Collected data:
++++++++

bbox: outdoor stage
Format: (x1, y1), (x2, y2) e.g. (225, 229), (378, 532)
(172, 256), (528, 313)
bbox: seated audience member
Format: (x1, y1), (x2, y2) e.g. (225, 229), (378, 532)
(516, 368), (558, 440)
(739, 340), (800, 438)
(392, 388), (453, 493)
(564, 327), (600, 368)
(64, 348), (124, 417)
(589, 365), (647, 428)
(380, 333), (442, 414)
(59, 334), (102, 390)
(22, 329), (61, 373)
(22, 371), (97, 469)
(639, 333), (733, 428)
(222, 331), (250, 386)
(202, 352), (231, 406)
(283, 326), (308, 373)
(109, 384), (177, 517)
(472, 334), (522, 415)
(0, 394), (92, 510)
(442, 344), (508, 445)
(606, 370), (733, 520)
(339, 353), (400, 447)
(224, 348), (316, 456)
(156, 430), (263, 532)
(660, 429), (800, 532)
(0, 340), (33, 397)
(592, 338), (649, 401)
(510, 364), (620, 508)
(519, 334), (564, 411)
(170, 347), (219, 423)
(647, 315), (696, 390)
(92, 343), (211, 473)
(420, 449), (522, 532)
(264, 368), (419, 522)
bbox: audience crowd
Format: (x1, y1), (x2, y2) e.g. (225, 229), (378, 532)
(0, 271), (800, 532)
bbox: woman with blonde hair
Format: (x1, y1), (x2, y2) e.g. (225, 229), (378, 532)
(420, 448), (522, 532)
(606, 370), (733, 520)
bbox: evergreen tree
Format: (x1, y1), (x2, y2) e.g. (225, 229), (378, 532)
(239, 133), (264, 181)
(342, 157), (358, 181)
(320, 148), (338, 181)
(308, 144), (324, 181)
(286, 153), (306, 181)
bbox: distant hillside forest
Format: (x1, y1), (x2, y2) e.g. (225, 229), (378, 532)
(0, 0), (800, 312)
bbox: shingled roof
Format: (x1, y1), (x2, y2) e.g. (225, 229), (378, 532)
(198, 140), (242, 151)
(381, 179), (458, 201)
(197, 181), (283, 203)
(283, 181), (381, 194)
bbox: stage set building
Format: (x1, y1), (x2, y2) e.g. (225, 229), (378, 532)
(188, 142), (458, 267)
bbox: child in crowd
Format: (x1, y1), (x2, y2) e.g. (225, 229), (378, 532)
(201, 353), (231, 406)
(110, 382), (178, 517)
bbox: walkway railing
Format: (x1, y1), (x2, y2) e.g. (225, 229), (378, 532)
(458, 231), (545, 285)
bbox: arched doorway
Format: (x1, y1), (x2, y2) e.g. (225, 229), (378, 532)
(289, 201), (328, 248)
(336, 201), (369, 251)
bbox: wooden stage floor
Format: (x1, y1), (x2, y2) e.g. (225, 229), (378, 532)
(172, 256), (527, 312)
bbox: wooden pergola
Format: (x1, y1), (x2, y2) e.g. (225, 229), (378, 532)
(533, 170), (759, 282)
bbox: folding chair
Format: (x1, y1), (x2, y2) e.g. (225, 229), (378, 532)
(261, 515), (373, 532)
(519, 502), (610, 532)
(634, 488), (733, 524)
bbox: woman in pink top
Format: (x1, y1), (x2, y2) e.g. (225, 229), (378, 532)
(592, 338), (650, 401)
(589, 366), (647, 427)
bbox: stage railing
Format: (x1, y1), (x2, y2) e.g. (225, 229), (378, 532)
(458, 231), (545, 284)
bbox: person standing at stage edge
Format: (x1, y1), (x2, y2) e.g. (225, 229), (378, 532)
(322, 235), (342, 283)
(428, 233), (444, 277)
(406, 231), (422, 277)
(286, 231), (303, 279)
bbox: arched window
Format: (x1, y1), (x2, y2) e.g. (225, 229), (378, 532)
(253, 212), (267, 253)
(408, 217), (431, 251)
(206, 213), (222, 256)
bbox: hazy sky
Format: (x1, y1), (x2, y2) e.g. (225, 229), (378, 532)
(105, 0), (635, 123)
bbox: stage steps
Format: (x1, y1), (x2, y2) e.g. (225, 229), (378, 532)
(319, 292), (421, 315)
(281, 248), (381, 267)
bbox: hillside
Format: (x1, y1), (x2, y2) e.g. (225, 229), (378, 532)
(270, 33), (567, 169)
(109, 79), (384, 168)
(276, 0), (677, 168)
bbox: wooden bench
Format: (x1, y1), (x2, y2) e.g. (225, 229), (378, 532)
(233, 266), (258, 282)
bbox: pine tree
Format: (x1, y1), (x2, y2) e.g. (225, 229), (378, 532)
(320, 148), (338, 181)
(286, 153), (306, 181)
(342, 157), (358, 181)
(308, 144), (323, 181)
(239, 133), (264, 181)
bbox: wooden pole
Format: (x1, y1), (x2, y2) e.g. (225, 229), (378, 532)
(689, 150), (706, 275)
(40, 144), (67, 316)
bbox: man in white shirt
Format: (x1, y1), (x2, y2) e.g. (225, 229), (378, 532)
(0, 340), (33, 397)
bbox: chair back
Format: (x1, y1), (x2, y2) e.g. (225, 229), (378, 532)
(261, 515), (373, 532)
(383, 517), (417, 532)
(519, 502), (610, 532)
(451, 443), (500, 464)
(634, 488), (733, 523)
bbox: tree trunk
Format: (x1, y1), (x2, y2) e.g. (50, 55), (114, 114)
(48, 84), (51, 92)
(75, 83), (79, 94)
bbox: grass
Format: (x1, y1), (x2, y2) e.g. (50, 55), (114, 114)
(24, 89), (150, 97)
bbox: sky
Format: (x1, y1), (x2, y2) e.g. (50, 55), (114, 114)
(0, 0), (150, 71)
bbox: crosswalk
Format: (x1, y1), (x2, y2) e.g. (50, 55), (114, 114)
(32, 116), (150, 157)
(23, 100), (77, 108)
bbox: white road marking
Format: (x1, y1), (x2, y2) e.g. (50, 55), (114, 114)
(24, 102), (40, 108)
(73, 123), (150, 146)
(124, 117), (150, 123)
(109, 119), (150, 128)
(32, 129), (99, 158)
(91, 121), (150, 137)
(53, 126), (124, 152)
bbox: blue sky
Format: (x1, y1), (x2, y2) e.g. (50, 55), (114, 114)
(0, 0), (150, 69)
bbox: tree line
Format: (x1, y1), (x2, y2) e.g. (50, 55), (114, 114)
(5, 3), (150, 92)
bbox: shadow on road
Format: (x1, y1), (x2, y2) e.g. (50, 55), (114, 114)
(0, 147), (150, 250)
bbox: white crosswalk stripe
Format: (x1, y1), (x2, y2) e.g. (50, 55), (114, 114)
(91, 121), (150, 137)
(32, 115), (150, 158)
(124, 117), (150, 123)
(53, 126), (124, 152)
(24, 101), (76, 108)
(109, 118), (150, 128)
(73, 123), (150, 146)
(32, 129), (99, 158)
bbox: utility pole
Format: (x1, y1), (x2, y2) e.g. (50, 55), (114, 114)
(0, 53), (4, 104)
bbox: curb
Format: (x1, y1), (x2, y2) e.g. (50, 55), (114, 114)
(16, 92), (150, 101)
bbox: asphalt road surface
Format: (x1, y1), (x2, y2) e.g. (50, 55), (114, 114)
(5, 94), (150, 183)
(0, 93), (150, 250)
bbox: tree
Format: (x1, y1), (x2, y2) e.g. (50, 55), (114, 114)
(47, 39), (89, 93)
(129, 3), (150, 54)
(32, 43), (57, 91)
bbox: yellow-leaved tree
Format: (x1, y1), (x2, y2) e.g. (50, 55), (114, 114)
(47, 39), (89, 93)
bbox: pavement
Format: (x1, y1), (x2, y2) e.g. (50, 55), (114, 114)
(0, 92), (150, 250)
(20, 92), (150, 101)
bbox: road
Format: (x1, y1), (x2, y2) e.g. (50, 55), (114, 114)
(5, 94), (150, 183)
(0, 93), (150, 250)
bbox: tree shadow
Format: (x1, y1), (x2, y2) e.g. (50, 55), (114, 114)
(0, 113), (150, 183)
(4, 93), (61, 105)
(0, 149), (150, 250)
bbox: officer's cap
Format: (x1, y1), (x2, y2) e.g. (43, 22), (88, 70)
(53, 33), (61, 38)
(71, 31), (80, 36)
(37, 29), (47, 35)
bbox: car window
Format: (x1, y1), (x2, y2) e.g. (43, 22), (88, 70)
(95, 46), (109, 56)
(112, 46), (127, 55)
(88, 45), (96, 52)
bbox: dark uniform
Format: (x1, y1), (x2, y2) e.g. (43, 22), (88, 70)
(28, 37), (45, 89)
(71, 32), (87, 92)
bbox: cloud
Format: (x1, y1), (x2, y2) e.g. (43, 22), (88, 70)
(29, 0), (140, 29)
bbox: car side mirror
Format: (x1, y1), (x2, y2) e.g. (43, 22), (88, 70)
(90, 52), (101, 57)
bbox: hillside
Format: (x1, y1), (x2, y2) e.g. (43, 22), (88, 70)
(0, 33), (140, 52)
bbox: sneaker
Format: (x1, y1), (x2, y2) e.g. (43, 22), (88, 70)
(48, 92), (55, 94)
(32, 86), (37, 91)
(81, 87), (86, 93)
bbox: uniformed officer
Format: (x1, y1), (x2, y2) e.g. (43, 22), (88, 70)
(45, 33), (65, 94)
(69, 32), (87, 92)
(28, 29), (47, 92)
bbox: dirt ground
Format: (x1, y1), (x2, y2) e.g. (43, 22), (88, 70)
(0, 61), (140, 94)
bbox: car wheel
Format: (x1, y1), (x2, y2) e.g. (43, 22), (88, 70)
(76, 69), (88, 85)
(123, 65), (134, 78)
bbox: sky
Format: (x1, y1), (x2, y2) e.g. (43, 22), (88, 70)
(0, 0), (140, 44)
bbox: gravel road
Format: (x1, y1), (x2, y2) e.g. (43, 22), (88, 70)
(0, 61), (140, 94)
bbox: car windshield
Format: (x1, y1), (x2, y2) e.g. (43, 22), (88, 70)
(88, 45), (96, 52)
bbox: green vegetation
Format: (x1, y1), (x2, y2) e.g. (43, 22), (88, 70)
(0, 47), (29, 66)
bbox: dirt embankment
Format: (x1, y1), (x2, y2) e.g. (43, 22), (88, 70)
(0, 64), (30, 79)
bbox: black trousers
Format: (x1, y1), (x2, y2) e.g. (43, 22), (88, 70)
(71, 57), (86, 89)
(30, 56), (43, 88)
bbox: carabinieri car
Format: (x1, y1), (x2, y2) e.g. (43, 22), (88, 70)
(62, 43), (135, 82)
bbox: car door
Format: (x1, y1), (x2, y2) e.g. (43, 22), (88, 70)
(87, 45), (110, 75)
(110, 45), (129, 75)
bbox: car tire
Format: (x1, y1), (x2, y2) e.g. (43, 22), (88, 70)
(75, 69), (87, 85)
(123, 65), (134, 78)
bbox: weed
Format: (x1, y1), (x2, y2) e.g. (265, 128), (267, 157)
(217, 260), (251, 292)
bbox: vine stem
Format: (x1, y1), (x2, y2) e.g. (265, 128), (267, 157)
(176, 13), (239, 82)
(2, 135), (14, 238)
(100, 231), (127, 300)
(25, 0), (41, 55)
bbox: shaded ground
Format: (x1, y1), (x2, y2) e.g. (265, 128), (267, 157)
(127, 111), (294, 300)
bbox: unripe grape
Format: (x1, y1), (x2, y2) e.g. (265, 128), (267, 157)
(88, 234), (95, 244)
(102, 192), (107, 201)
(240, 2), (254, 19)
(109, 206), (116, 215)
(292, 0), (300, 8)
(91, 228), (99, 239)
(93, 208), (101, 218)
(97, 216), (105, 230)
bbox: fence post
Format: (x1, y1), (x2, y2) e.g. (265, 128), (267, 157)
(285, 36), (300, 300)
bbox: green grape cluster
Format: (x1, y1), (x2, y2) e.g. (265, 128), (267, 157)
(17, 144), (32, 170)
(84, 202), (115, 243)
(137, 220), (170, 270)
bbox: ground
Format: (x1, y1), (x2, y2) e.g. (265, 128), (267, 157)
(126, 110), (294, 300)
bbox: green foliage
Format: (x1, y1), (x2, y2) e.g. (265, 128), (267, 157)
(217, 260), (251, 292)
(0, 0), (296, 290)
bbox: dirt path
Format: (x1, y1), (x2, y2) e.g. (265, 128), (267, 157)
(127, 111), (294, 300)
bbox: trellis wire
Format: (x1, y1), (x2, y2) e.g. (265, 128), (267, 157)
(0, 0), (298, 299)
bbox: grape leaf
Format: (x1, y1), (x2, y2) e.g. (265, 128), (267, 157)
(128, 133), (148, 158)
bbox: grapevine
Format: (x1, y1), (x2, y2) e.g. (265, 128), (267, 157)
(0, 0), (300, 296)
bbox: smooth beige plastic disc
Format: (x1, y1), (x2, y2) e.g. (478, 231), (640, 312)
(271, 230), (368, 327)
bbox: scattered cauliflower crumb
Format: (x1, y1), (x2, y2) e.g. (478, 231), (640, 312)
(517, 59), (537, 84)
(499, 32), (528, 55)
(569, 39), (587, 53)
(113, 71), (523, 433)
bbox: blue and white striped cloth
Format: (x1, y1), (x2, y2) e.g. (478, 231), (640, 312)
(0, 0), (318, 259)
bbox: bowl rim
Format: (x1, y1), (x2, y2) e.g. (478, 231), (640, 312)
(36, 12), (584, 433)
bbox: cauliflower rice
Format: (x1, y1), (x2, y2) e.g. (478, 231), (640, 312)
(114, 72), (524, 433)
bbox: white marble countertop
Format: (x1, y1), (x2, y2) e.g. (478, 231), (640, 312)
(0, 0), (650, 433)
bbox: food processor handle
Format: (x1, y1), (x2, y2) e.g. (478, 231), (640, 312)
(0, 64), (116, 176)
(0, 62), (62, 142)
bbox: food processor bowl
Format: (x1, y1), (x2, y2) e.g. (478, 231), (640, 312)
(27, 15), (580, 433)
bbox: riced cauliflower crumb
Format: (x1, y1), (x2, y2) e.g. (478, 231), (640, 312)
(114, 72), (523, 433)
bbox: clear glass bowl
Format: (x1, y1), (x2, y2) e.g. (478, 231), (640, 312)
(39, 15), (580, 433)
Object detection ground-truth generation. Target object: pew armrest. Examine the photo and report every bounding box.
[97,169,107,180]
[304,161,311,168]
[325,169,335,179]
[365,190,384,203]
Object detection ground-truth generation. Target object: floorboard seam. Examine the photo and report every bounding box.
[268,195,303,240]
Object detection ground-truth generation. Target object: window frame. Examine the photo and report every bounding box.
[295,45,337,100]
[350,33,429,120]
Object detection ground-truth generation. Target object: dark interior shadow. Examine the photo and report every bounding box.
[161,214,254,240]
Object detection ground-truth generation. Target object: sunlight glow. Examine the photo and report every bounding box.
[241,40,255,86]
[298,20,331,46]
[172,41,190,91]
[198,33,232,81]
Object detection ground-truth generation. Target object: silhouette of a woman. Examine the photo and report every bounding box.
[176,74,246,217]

++++++++

→ **AIM OF THE EXERCISE**:
Reproduce the listing from the line containing "bbox: cloud" through the line containing "(28, 29), (47, 92)", both included. Change "uniformed officer" to "police officer" and leave everything else unchanged.

→ **COMPLETE ANSWER**:
bbox: cloud
Format: (x1, y1), (x2, y2) e.g. (43, 22), (88, 70)
(29, 0), (140, 29)
bbox: car side mirror
Format: (x1, y1), (x2, y2) e.g. (43, 22), (88, 70)
(90, 52), (101, 57)
bbox: hillside
Format: (x1, y1), (x2, y2) e.g. (43, 22), (88, 70)
(0, 33), (140, 52)
bbox: sneaker
Format: (x1, y1), (x2, y2) e.g. (43, 22), (88, 70)
(48, 92), (55, 94)
(32, 86), (37, 91)
(81, 87), (86, 93)
bbox: police officer
Format: (x1, y1), (x2, y2) e.g. (43, 22), (88, 70)
(45, 33), (65, 94)
(69, 32), (87, 92)
(28, 29), (47, 92)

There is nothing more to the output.